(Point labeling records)
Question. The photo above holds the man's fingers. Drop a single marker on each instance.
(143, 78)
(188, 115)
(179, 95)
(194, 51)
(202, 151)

TASK PROMPT:
Copy out the records above word for word, keeping every line and number unchanged.

SOLUTION BELOW:
Question. The photo above holds the man's fingers. Drop a single marker on each instance.
(143, 78)
(188, 115)
(179, 95)
(194, 51)
(202, 151)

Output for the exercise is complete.